**Entries:**
○ ○ ○ ○ ○ ○ ○
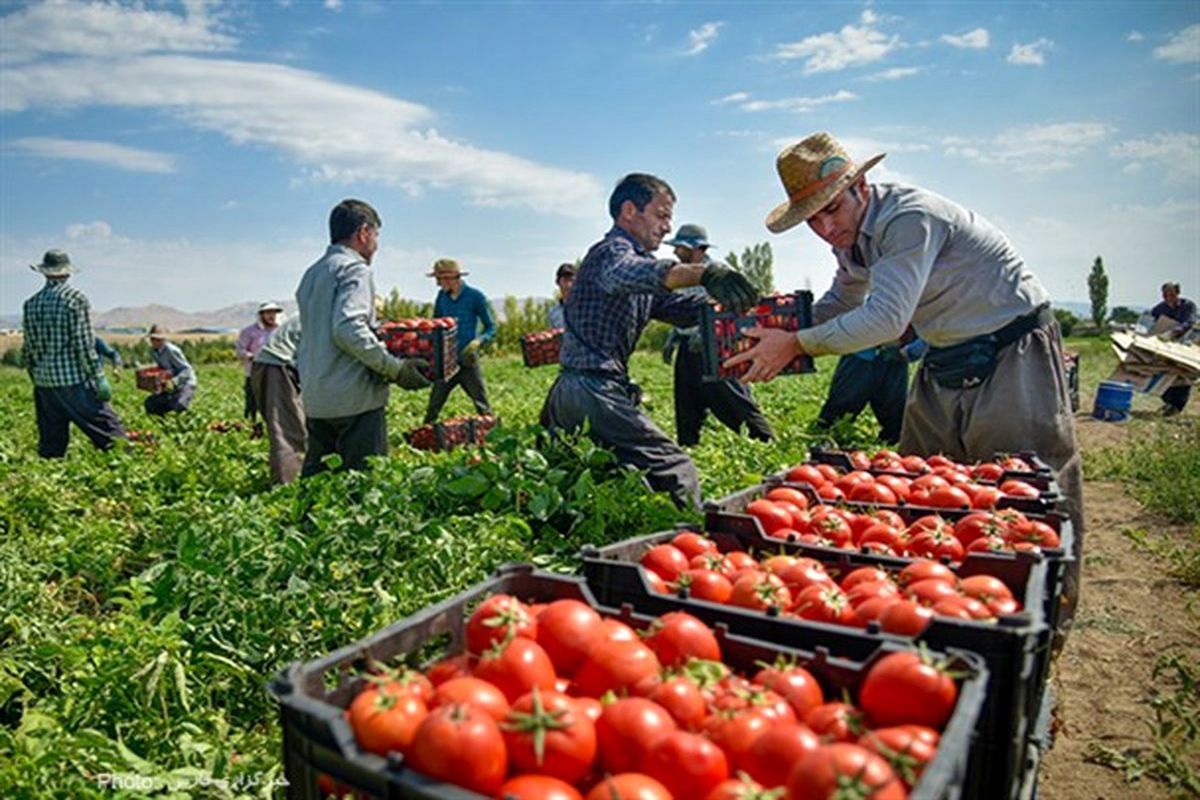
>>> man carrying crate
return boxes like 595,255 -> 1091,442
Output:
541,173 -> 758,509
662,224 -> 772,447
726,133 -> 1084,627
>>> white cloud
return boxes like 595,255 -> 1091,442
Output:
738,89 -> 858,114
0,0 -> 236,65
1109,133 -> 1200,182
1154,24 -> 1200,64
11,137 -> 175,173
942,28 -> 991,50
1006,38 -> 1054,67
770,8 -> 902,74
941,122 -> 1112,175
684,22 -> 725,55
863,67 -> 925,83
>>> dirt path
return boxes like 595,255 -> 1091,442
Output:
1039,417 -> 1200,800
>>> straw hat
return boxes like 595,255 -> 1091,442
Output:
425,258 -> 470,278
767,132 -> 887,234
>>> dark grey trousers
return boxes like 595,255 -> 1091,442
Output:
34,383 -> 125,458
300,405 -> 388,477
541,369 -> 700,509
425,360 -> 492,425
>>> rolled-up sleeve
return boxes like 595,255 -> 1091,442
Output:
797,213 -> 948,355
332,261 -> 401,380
○ ○ ○ ○ ○ ○ ○
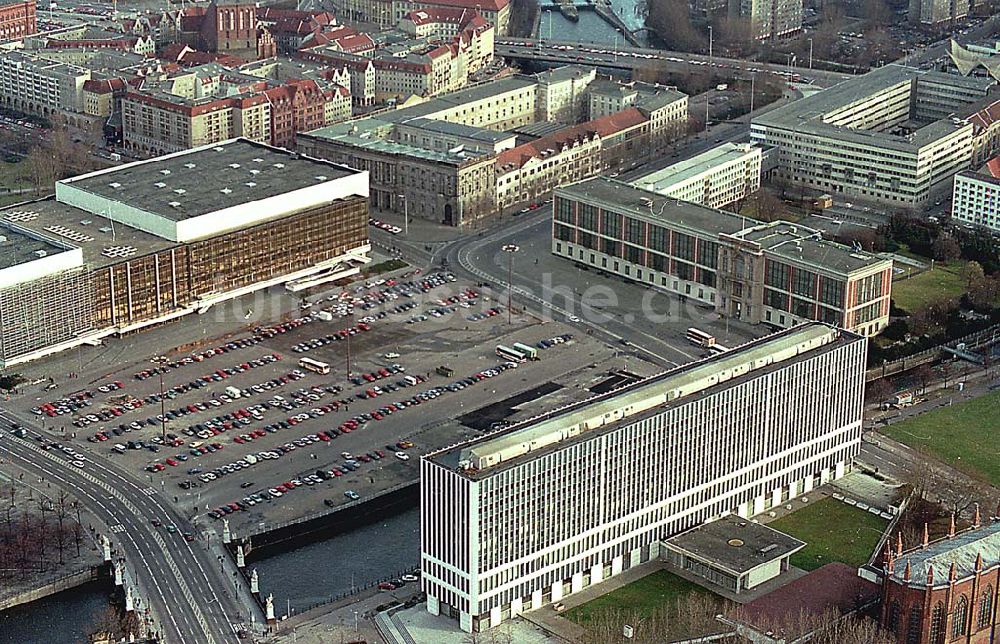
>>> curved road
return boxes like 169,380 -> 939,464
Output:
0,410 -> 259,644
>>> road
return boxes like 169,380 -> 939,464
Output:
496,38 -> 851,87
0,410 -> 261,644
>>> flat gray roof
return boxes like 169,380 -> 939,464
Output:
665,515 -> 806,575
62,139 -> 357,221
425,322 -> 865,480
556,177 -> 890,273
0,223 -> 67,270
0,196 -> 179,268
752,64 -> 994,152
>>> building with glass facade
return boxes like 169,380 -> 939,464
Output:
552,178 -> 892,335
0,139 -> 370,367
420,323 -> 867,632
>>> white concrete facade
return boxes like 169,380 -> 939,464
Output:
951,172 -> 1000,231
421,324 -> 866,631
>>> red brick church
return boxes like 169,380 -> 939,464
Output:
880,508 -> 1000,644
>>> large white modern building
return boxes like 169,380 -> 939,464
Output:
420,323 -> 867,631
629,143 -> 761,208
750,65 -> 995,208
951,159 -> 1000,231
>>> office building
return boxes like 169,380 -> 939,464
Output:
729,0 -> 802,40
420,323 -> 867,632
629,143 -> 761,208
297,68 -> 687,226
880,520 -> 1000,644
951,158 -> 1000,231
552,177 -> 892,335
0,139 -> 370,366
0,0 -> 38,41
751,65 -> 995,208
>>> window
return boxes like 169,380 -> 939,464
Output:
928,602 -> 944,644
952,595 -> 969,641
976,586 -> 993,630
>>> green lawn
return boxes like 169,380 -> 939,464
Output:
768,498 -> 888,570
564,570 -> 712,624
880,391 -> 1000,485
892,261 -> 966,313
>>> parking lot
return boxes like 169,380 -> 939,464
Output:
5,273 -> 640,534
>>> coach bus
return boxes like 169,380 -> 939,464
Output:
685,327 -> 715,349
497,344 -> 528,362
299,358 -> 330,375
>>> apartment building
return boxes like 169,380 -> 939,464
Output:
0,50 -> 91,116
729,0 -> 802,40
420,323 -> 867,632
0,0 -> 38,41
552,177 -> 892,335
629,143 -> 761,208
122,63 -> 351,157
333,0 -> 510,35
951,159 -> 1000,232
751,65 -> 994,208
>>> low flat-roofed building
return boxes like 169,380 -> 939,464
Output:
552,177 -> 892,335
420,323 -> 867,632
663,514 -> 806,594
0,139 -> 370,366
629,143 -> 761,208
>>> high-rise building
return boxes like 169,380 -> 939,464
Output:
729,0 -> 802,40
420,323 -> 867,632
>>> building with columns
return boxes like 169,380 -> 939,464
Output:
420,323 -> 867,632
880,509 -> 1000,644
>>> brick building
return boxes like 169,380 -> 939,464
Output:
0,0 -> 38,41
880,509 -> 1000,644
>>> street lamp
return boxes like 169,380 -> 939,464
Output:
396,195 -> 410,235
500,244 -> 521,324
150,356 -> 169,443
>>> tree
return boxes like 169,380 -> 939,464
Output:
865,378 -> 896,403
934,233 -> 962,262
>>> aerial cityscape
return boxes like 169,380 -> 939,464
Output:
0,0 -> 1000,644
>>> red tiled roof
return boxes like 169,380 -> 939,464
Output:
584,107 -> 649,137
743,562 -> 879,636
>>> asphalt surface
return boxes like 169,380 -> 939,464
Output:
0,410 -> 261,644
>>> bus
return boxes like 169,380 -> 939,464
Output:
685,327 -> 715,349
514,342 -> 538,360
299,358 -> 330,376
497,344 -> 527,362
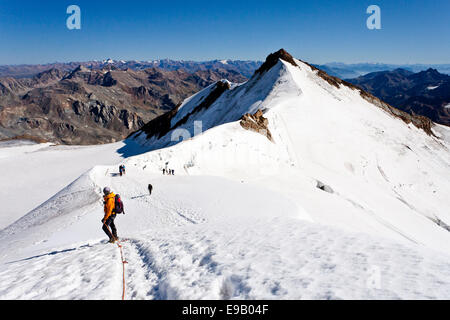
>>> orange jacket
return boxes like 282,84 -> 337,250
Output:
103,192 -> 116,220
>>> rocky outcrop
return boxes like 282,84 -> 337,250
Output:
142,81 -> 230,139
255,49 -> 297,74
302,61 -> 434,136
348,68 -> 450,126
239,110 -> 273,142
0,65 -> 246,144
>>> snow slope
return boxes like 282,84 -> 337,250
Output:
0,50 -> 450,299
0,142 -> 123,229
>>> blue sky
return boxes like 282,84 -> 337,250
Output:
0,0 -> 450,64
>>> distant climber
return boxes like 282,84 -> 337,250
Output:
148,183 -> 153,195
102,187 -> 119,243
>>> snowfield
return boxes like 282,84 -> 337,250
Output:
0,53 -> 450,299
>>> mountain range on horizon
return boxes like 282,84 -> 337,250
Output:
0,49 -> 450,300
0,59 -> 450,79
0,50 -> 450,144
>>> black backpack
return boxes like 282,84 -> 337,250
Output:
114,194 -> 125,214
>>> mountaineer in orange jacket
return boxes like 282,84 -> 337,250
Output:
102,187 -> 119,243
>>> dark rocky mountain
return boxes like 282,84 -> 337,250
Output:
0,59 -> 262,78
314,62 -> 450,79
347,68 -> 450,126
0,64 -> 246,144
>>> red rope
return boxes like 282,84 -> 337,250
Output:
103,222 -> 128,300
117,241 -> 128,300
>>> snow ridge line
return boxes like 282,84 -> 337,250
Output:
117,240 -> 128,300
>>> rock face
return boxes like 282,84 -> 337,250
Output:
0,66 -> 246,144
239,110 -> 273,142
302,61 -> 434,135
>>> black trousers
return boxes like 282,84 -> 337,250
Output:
○ ○ ○ ○ ○ ○ ○
**What is needed:** Copy the listing lines again, starting at the line that has "man carrying crate" and stopping after the line that has "767,132 -> 887,234", but swap "straw hat" for "wide-brimmed hat" and leave everything else the same.

**Answer to this exercise:**
>>> man carrying crate
return boxes like 595,255 -> 1091,442
Output:
541,173 -> 758,509
662,224 -> 772,447
726,133 -> 1084,627
>>> white cloud
return boxes like 595,255 -> 1091,442
Output:
738,89 -> 858,114
0,0 -> 236,65
1109,133 -> 1200,182
1154,24 -> 1200,64
11,137 -> 175,173
942,28 -> 991,50
1006,38 -> 1054,67
770,8 -> 902,74
941,122 -> 1112,175
684,22 -> 725,55
863,67 -> 925,83
>>> dirt path
return boxes like 595,255 -> 1091,442
Output:
1039,417 -> 1200,800
>>> wide-brimmed hat
return boxes like 595,255 -> 1091,442
Output:
425,258 -> 470,278
767,132 -> 887,234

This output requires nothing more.